══ Excerpted text
Public agencies not all about abstinence

Ft. Myers News-Press, January 18, 2010

“Aspects related to sexual abstinence are intertwined within a number of the topics” covered in the health class required for students to graduate from Florida public schools, said Lee County Assistant Director of Curriculum Services Patti Elkin.

The class is abbreviated HOPE (Heath Opportunities in Physical Education) and it’s worth one credit.

In addition to general health topics such as prevention of disease and injury, stress and loss, lessons about puberty, human growth and development, pregnancy from conception through birth, and reproductive systems are taught. Personal responsibility is stressed as is healthy relationships, dating, sexual abuse, sexually transmitted diseases, sex in society and other topics. Neither “contraception” nor “birth control” appears on that list.

The subjects are “described in the district’s academic plan and support the state of Florida’s Sunshine State Standards,” Elkin said.

However, there is no law about what public school students should be taught about sex education in health classes, said Wendy Grassi of the local Planned Parenthood chapter.

For the third time, in March, the Healthy Teens Act will be introduced in the state Senate, Grassi said. Should it pass, it would require that any school teaching anything about “family planning, HIV, etc.” and receiving state funds would also have to “teach a comprehensive, medically accurate and age appropriate sex education, including information on contraception.”

Contraceptive information available from abstinence-only programs is confined to risk and unreliability.

Health Department

“There are many different means of communicating with children about their sexuality,” said Lee County Health Department Director Dr. Judith Hartner. “They can be abstinence-based, education-based, medical programs, self-esteem programs. I think there’s a place for all of them.”
════
══ Source material
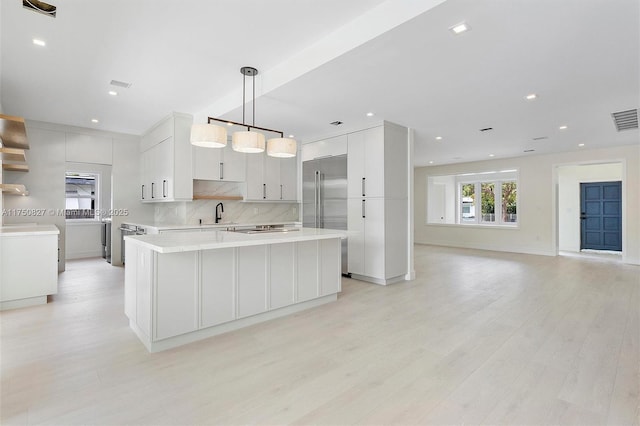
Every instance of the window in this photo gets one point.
(81, 196)
(488, 198)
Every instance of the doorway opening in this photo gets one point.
(601, 216)
(598, 231)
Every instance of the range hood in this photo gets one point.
(13, 146)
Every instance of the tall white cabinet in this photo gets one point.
(377, 188)
(166, 169)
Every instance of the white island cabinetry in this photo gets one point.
(188, 286)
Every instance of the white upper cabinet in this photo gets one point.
(166, 163)
(222, 164)
(271, 179)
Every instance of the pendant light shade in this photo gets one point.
(208, 135)
(249, 142)
(282, 147)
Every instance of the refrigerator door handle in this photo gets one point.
(315, 198)
(321, 199)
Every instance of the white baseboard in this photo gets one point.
(83, 254)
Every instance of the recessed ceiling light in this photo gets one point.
(460, 28)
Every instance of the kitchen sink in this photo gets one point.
(263, 229)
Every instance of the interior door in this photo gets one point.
(601, 216)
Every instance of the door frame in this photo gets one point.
(555, 202)
(583, 230)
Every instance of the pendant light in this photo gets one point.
(248, 141)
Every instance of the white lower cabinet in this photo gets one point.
(171, 295)
(217, 287)
(252, 280)
(282, 275)
(307, 270)
(331, 255)
(377, 246)
(176, 305)
(144, 280)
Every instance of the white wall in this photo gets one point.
(536, 232)
(569, 179)
(47, 158)
(83, 238)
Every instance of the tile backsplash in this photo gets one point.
(190, 213)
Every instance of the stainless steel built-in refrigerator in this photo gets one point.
(324, 196)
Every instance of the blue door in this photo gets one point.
(601, 216)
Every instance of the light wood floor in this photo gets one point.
(479, 338)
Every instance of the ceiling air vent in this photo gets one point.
(625, 120)
(120, 84)
(40, 7)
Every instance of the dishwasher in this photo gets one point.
(128, 229)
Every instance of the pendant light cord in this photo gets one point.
(244, 84)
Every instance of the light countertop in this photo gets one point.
(221, 225)
(192, 241)
(28, 229)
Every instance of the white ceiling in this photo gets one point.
(326, 60)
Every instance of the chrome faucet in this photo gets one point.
(219, 213)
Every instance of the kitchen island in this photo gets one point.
(187, 286)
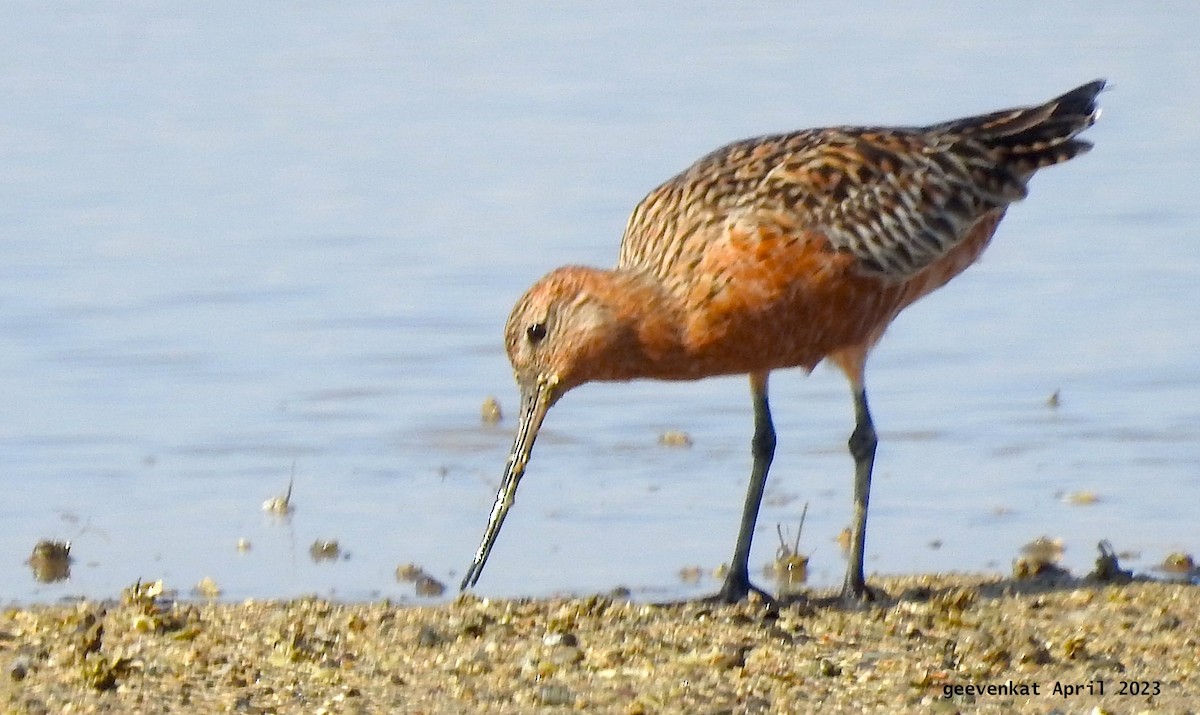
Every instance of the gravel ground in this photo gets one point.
(1085, 647)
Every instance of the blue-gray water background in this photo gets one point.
(237, 238)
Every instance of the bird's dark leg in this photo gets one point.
(862, 446)
(737, 582)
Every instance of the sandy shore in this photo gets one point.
(1032, 647)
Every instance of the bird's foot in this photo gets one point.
(737, 588)
(856, 593)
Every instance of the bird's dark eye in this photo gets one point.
(535, 332)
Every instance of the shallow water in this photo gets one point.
(244, 240)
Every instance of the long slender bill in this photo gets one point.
(535, 401)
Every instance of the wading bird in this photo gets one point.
(775, 252)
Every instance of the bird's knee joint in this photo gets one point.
(863, 442)
(763, 444)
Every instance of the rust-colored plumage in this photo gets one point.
(777, 252)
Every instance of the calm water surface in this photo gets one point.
(246, 239)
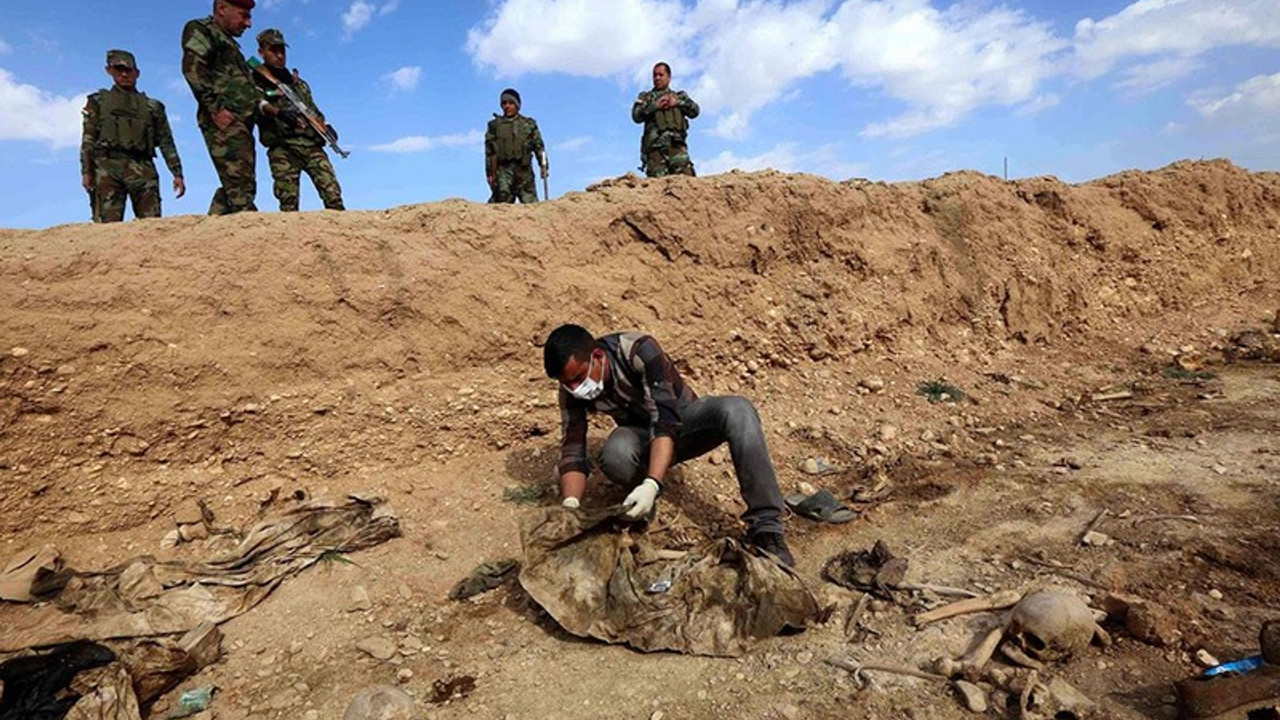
════
▶ Tasks and exercises:
(a) Answer these from the abstinence article:
(i) How much credit is the HOPE class worth?
(ii) What local organization is Wendy Grassi with?
(iii) In what month will the Healthy Teens Act be introduced in the state Senate?
(b) Please explain, in one to three sentences, what would make a school have to teach sex education that includes contraception if the Healthy Teens Act described in the abstinence article became law.
(c) Quote the abstinence article between "However, there is" and "risk and unreliability.", inclusive.

▶ Answers to the exercises:
(a)
(i) One credit.
(ii) The local Planned Parenthood chapter.
(iii) March.

(b) The requirement would apply to any school that teaches anything about "family planning, HIV, etc." and also receives state funds. Such a school would have to teach comprehensive, medically accurate, age-appropriate sex education, including information on contraception.

(c)
However, there is no law about what public school students should be taught about sex education in health classes, said Wendy Grassi of the local Planned Parenthood chapter.

For the third time, in March, the Healthy Teens Act will be introduced in the state Senate, Grassi said. Should it pass, it would require that any school teaching anything about “family planning, HIV, etc.” and receiving state funds would also have to “teach a comprehensive, medically accurate and age appropriate sex education, including information on contraception.”

Contraceptive information available from abstinence-only programs is confined to risk and unreliability.